[begin READING PASSAGE]

Nope, I can't see anyone with that kind of security training allowing electronic redaction of secure documents.

Posted by: Jon Gallagher | Jul 13, 2004 1:04:08 PM

I think there's a much simpler explanation -- most PCs in the Federal government may barely be capable of running Acrobat. For all the talk about government waste (or more likely because of it), most of their computers are unimaginably ancient compared to what we're used to in the private sector. It was only a few years ago that my wife had a job with the Federal government, and worked on a 286 sitting on a card table, with a Korean-war era office chair to sit on. No exaggeration.

Posted by: Redshift | Jul 13, 2004 2:19:31 PM

I'm sure that they're required to do it this way as there have been some serious problems with computer redactions. Namely, if you redact a Word file, the redacted segments are generally recoverable. Same for a pdf. And probably for a pdfed Word file. Redactions pre-scanning are pretty safe, however.

Posted by: Ethan | Jul 13, 2004 6:43:21 PM

I thought the cool part was the redaction at the top of the title page. WTF?

Posted by: serial catowner | Jul 13, 2004 8:08:41 PM

Matthew - I think this qualifies as "close enough for government work."

Posted by: Crank | Jul 15, 2004 1:51:47 PM

This is insane. It is childishly simple to safely delete from a Word document.

[end READING PASSAGE]
[begin DATA PROVIDED]

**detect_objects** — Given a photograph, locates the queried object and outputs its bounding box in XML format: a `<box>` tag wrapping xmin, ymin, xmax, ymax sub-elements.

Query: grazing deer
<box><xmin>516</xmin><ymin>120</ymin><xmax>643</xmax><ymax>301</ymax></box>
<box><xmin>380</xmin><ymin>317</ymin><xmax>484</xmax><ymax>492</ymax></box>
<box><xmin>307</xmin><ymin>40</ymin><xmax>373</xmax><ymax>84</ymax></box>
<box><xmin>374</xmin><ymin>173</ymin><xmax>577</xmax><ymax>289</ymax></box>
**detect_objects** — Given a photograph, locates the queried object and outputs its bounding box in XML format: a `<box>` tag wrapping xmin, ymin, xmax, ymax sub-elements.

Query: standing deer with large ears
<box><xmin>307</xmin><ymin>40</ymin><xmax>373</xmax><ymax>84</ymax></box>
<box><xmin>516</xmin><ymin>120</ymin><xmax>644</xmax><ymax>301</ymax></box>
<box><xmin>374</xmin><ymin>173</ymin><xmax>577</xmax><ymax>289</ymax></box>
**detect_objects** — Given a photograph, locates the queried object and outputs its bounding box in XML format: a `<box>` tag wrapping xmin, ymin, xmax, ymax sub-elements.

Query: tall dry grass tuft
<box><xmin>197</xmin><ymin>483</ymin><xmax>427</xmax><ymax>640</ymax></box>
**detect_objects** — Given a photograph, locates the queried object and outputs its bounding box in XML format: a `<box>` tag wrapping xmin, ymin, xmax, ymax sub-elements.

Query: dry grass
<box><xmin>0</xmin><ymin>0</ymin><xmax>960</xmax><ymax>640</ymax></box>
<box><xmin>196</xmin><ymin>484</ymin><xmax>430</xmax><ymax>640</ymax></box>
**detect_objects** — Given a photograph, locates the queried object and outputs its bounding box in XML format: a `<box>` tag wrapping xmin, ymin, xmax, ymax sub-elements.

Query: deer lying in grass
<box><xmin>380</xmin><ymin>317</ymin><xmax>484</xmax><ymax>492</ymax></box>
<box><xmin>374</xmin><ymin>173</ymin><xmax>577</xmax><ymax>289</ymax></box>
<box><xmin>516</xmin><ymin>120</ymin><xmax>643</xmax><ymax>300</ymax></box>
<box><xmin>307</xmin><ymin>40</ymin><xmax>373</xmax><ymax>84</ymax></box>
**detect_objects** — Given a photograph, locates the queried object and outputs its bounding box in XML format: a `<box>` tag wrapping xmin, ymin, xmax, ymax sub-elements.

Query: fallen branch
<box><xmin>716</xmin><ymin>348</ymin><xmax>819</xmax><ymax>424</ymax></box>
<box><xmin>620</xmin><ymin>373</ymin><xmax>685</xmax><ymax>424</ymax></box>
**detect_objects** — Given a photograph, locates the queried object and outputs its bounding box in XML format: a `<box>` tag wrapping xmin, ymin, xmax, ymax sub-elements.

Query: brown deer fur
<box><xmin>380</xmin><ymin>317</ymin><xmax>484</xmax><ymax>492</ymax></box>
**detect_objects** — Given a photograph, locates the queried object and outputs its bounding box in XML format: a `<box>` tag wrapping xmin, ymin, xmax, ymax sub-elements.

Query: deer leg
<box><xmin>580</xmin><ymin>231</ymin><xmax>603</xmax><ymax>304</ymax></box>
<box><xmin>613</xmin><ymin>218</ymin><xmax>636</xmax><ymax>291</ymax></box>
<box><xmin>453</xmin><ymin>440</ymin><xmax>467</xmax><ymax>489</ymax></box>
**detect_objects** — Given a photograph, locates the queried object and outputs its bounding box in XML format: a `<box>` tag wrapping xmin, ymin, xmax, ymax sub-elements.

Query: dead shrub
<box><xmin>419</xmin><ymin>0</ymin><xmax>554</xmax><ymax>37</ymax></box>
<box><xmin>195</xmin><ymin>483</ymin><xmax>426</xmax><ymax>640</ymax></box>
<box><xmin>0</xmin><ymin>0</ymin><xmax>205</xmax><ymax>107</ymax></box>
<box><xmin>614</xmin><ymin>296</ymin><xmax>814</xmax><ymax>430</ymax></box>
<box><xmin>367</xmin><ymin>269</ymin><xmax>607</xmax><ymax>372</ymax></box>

[end DATA PROVIDED]

- **WHAT THE TASK REQUIRES**
Resume the forum thread on redacting government documents, starting after its last sentence.

- **RESULT**
The problem is that this is simple in Unix or Linux, assuming you know, say, vim and groff. Basically, one has to delete first EVERYTHING that Word makes invisible, and at this point you have simply a text file. What you delete from a text file is truly deleted -- what you see is what is there. Then you format back so the document looks nice, groff is a relatively easy way to do it. Finally, you convert to pdf format by typing magic word ps2pdf.

OK, so perhaps one needs an adult to do it. I did it on occasion because I avoid using Word, so to edit whocares.doc, I convert it first into whocares.txt, and then I delete irrelevant info like the ownership of the computers on which the document was prepared.

Actually, one can also do almost the same thing with pff file that results from scanning the text. Afterwards, every single delete can look [...], while the file has no trace of what was deleted, how long it was, nothing.

Of course, even indicating what were the places of the deletions is optional.

Posted by: piotr berman | Jul 16, 2004 12:59:21 AM

The comments to this entry are closed.